#### [Records for this task]
*****
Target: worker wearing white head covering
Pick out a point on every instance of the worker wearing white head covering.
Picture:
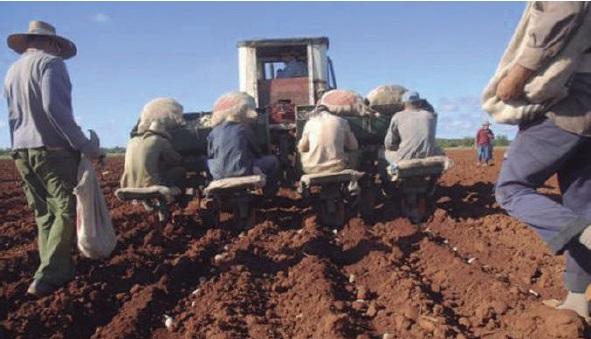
*****
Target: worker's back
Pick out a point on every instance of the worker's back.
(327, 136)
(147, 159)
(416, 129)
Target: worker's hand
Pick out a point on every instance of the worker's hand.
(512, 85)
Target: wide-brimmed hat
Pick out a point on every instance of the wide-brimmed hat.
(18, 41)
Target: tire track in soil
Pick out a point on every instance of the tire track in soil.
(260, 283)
*****
#### [How to complete this task]
The lines to copy are those above that contain the string "covering".

#### [Exercise result]
Target: worker wearing white head covering
Pick out a point on every instance of the worker wearing white head covering.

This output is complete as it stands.